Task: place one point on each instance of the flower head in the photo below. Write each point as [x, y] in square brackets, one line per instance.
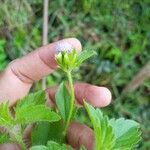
[66, 56]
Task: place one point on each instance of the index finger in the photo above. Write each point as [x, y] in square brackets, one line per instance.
[17, 79]
[41, 62]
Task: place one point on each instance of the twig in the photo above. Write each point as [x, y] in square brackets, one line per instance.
[45, 32]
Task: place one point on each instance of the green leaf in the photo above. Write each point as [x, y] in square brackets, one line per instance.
[85, 55]
[6, 119]
[104, 136]
[39, 147]
[31, 114]
[4, 138]
[46, 131]
[127, 133]
[63, 101]
[32, 99]
[82, 148]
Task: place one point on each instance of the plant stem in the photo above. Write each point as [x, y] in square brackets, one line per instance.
[16, 137]
[72, 101]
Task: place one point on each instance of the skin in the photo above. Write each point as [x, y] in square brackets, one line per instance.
[17, 79]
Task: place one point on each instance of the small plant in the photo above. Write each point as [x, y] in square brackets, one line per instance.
[51, 126]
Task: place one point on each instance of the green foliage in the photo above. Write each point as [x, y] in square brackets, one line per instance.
[117, 30]
[35, 113]
[51, 146]
[29, 110]
[85, 55]
[6, 119]
[45, 131]
[126, 132]
[63, 101]
[113, 134]
[3, 56]
[104, 136]
[4, 138]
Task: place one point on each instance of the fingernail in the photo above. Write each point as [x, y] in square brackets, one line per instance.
[63, 46]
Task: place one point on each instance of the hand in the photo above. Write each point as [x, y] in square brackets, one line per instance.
[17, 79]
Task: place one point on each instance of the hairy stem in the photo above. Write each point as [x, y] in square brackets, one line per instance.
[16, 137]
[72, 101]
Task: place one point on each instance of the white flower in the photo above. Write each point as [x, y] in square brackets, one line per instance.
[63, 46]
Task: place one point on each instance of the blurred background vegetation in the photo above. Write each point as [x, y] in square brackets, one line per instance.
[119, 30]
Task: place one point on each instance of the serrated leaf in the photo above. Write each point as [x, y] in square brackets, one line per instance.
[46, 131]
[31, 114]
[85, 55]
[5, 115]
[63, 101]
[104, 136]
[126, 132]
[32, 99]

┄┄┄┄┄┄┄┄┄┄┄┄┄┄┄┄┄┄┄┄

» **実行する作業**: 上のリストを最初から最後まですべて、一行ずつ番号付きの箇条書きに変換してください。空行は除き、画像は含めないでください。

» **以下の結果**:
1. Task: place one point on each instance of the flower head in the photo below. Write each point as [x, y] in square brackets, one line per instance.
2. [66, 56]
3. Task: place one point on each instance of the index finger in the photo above. Write each point as [x, y] in square brackets, one line per instance.
4. [17, 79]
5. [41, 62]
6. Task: place one point on each instance of the twig in the photo above. Write each point as [x, y] in square brackets, one line per instance.
7. [45, 32]
8. Task: place one point on each instance of the green leaf in the photo above. Write each point as [x, y] in square brackets, one line per instance.
9. [85, 55]
10. [6, 119]
11. [104, 136]
12. [39, 147]
13. [31, 114]
14. [4, 138]
15. [46, 131]
16. [127, 133]
17. [63, 101]
18. [32, 99]
19. [82, 148]
20. Task: place one point on each instance of the plant stem in the photo above. Write each point as [x, y] in square brackets, one line per instance.
21. [16, 137]
22. [72, 101]
23. Task: place one point on each instance of the skin in the photo above. Write each point as [x, y] in square brackets, one line per instance.
24. [17, 79]
25. Task: place one point on each instance of the small plant in the photo above. Write each point as [x, y] in square brackets, one line per instance.
26. [51, 126]
27. Task: place one point on each instance of the green foliage in the photo above. Write each point as [x, y] in square brackets, one line per instance.
28. [117, 30]
29. [35, 113]
30. [51, 146]
31. [29, 110]
32. [85, 55]
33. [6, 119]
34. [45, 131]
35. [126, 132]
36. [63, 101]
37. [113, 134]
38. [3, 56]
39. [104, 136]
40. [4, 138]
41. Task: place one point on each instance of the fingernail in the photo above. Write each point as [x, y] in square brackets, one line per instance.
42. [63, 46]
43. Task: place one point on each instance of the hand in the photo above. Write each point as [x, y] in square brackets, one line per instance.
44. [17, 79]
45. Task: place one point on each instance of the hairy stem in the photo above. Write each point as [x, y] in square brackets, one line per instance.
46. [16, 137]
47. [72, 101]
48. Task: place one point on each instance of the white flower in the photo above. Write each point as [x, y] in square brackets, one line per instance.
49. [63, 46]
50. Task: place one point on each instance of the blurred background vegetation in the photo above. Write each point as [x, y] in square brackets, one line per instance.
51. [119, 30]
52. Task: place one point on each instance of the serrated leaf in the photo above. Write each point as [x, y] in square brackets, one line per instance.
53. [46, 131]
54. [31, 114]
55. [85, 55]
56. [5, 115]
57. [63, 101]
58. [104, 136]
59. [126, 132]
60. [32, 99]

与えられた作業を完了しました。